**Task details**
Can you copy every one of the rows below line for line, without changing anything?

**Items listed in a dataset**
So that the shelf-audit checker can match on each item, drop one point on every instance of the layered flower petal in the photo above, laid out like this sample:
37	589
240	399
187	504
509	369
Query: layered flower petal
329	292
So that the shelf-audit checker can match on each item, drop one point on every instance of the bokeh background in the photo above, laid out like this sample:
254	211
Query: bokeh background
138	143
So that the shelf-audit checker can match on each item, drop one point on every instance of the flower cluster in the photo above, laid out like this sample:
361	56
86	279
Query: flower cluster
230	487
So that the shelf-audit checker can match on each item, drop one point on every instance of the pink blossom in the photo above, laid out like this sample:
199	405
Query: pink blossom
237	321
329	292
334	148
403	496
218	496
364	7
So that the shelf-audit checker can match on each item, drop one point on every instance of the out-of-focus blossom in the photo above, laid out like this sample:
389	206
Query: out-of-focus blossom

**Written reply**
So that the shelf-audit checker can match on each item, drop one point on every instance of the layered flower petal in the photo above, laid out like this sample:
37	589
240	399
187	504
509	369
Query: layered flower petal
329	292
So that the shelf-audit checker can match on each item, drop one point on every instance of the bokeh background in the photo above, laid out like this sample:
254	211
Query: bokeh background
138	143
So that the shelf-audit checker can match on each item, drop one point on every instance of the flower cluster in the photo above, laid out like this sample:
361	56
86	279
Query: flower cluster
230	487
So that the shelf-audit checker can match on each item, drop one point on every instance of the pink blossom in the photo above, laid out like this sample:
199	405
Query: pink blossom
237	321
329	292
334	148
403	496
218	496
364	7
So that the shelf-audit checker can match on each item, drop one point on every instance of the out-of-focus blossom in the photo above, laid out like this sample:
389	206
Query: out-of-focus blossom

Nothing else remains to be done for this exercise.